→ **YOUR OBJECTIVE**
Lay out the lines of the items below as a JSON list of strings, one string per line and no blank lines. Begin at the line that contains "Flashcard prompt: The cumulus" and stop after the line that contains "[0,170,500,279]".

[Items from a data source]
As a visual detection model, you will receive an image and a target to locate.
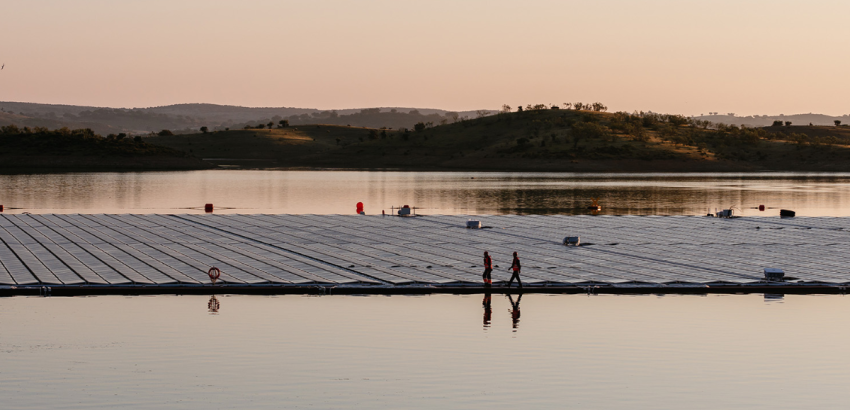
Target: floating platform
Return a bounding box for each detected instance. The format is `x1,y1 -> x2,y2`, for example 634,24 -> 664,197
0,214 -> 850,295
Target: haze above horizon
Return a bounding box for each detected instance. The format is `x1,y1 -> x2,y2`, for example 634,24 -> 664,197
0,0 -> 850,115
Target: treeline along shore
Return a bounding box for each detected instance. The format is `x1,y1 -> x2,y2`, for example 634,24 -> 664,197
0,107 -> 850,172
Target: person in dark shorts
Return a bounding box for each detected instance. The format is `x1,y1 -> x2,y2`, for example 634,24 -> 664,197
482,251 -> 493,288
508,252 -> 522,289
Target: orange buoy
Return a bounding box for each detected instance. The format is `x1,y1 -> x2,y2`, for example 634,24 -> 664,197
207,266 -> 221,285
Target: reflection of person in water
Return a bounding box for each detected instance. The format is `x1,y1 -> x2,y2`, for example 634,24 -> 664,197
481,293 -> 493,327
508,293 -> 522,329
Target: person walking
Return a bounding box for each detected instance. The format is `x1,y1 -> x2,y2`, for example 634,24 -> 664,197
508,252 -> 522,289
481,251 -> 493,288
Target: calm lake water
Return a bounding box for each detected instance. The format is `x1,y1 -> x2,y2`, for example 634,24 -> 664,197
0,170 -> 850,216
0,170 -> 850,410
0,294 -> 850,410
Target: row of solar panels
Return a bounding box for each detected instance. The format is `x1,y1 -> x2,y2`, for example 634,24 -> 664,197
0,215 -> 850,284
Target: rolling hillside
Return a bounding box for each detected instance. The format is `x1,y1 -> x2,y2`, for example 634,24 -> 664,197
145,109 -> 850,172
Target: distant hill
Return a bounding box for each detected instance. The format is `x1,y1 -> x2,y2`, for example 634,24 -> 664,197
694,114 -> 850,127
0,125 -> 213,170
0,101 -> 490,135
145,109 -> 850,172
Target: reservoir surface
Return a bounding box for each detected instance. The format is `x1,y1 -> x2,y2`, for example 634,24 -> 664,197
0,170 -> 850,409
0,170 -> 850,216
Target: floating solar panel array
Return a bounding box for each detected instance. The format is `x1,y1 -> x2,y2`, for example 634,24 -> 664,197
0,214 -> 850,286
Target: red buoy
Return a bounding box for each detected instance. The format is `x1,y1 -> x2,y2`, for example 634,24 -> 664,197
207,266 -> 221,285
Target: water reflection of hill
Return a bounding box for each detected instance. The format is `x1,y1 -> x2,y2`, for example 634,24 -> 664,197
0,170 -> 850,216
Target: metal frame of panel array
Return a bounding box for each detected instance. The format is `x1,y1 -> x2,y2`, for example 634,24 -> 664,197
0,214 -> 850,288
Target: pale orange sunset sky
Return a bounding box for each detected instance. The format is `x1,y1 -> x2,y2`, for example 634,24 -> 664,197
0,0 -> 850,115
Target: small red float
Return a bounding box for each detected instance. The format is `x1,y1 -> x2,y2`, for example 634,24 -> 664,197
207,266 -> 221,285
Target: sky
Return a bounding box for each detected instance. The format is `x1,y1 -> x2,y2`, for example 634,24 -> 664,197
0,0 -> 850,115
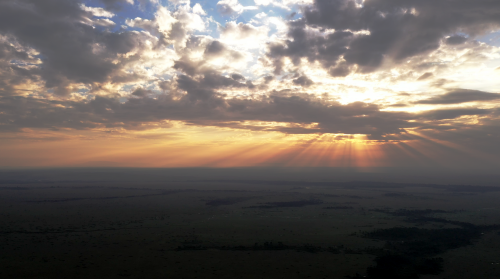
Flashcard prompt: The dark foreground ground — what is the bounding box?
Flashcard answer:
[0,172,500,279]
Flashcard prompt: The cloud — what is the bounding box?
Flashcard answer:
[220,21,269,49]
[80,4,115,18]
[217,0,257,16]
[415,89,500,105]
[268,0,500,76]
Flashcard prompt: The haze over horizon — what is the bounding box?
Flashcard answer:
[0,0,500,170]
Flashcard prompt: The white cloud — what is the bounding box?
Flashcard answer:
[220,21,269,49]
[193,3,207,15]
[80,4,115,18]
[217,0,258,16]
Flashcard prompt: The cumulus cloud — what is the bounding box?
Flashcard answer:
[220,21,269,48]
[0,0,500,148]
[268,0,500,75]
[416,89,500,105]
[217,0,257,16]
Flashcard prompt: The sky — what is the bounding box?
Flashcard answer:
[0,0,500,170]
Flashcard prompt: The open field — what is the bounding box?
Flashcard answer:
[0,170,500,279]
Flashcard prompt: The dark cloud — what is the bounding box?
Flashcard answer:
[293,76,314,87]
[0,0,149,95]
[417,72,434,80]
[268,0,500,76]
[419,108,492,120]
[445,35,467,45]
[415,89,500,105]
[231,73,245,81]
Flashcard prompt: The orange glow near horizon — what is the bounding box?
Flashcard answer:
[0,127,494,168]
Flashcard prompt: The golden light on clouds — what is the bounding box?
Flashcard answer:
[0,0,500,168]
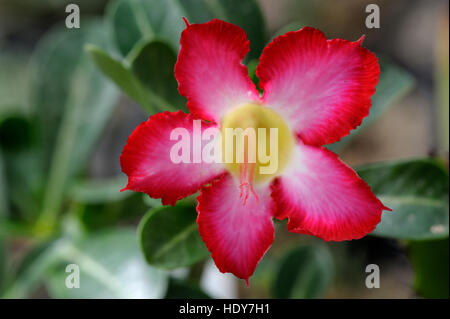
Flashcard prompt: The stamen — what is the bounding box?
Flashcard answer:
[239,160,258,205]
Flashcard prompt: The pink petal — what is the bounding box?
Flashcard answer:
[256,27,380,146]
[272,143,390,241]
[120,111,224,205]
[197,174,274,284]
[175,19,259,123]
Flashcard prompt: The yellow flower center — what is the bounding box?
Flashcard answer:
[221,103,295,191]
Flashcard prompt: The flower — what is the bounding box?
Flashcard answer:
[120,19,390,283]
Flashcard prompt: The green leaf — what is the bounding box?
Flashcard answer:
[46,229,167,299]
[327,58,415,152]
[0,150,9,218]
[0,50,30,116]
[68,176,132,204]
[2,240,63,299]
[139,204,208,269]
[0,113,34,151]
[408,238,449,299]
[107,0,266,58]
[164,278,211,299]
[86,44,163,114]
[272,245,334,299]
[130,40,186,110]
[34,21,119,228]
[357,159,449,240]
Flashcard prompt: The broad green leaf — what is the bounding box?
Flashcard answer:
[0,113,34,151]
[2,240,63,299]
[357,159,449,240]
[164,278,211,299]
[139,204,208,269]
[327,59,415,152]
[0,50,30,116]
[433,13,450,153]
[272,245,334,299]
[108,0,266,58]
[46,229,168,299]
[68,176,132,204]
[408,238,449,299]
[130,40,186,110]
[34,21,118,227]
[86,45,163,114]
[74,195,148,231]
[0,240,7,296]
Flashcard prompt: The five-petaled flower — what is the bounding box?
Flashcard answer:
[120,19,389,283]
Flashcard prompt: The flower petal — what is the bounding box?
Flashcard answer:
[120,111,224,205]
[175,19,259,123]
[256,27,380,146]
[272,144,390,241]
[197,174,274,284]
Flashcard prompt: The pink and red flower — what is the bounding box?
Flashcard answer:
[121,20,389,281]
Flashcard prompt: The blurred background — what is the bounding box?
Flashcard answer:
[0,0,449,298]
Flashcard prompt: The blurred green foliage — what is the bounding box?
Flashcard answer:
[0,0,448,298]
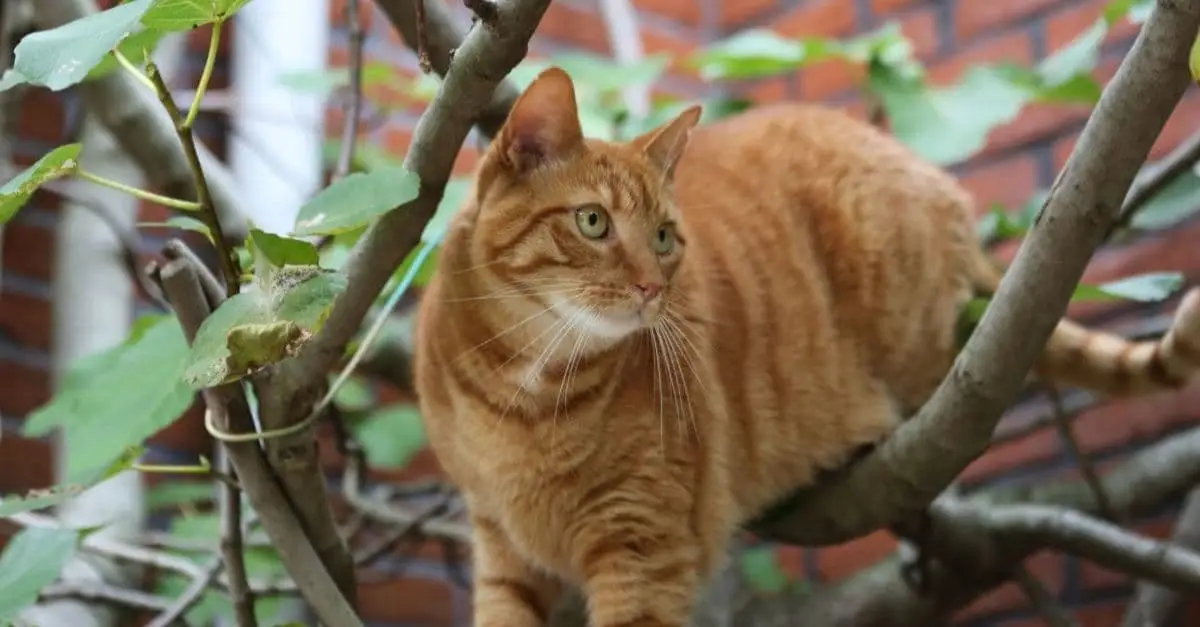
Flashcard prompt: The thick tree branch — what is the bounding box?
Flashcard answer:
[1121,489,1200,627]
[376,0,518,137]
[756,0,1200,545]
[31,0,250,244]
[739,420,1200,627]
[280,0,550,386]
[162,254,362,627]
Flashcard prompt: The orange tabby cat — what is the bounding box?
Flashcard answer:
[415,68,1200,627]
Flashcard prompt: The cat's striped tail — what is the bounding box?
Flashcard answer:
[971,246,1200,396]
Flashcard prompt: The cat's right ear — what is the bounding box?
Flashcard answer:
[497,67,583,174]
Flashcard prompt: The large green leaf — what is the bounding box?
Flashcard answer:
[4,0,152,91]
[142,0,250,30]
[292,167,421,237]
[0,144,83,225]
[354,405,426,468]
[0,527,79,625]
[182,265,346,389]
[1072,273,1183,303]
[24,316,193,483]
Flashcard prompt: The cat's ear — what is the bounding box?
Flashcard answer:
[632,105,702,180]
[497,67,583,173]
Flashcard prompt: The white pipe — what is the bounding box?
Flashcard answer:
[599,0,650,118]
[228,0,330,234]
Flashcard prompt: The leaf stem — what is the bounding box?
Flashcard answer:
[146,61,241,295]
[76,168,200,211]
[180,20,224,129]
[113,48,154,91]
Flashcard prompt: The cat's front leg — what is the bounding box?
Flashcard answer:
[472,516,562,627]
[578,512,702,627]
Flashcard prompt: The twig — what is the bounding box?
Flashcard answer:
[414,0,433,74]
[376,0,516,137]
[1043,384,1117,523]
[163,251,362,627]
[280,0,550,389]
[146,560,223,627]
[37,583,172,611]
[332,0,365,180]
[1110,125,1200,234]
[218,444,258,627]
[1013,566,1079,627]
[744,0,1200,545]
[146,62,241,295]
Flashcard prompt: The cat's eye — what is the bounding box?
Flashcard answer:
[575,204,608,239]
[652,222,674,255]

→ **SOLUTION BELOW**
[
  "Flashcard prompt: The cumulus cloud — what is the bounding box?",
  "Flashcard answer:",
  "[220,21,269,48]",
  "[0,0,500,148]",
  "[268,0,500,75]",
  "[416,89,500,105]",
  "[217,0,257,16]",
  "Flashcard prompt: The sky — what is the bounding box?",
  "Flashcard answer:",
  "[0,0,500,170]",
  "Flashcard prompt: The open field — what is the bounding box?",
  "Flashcard answer:",
  "[0,170,500,279]"
]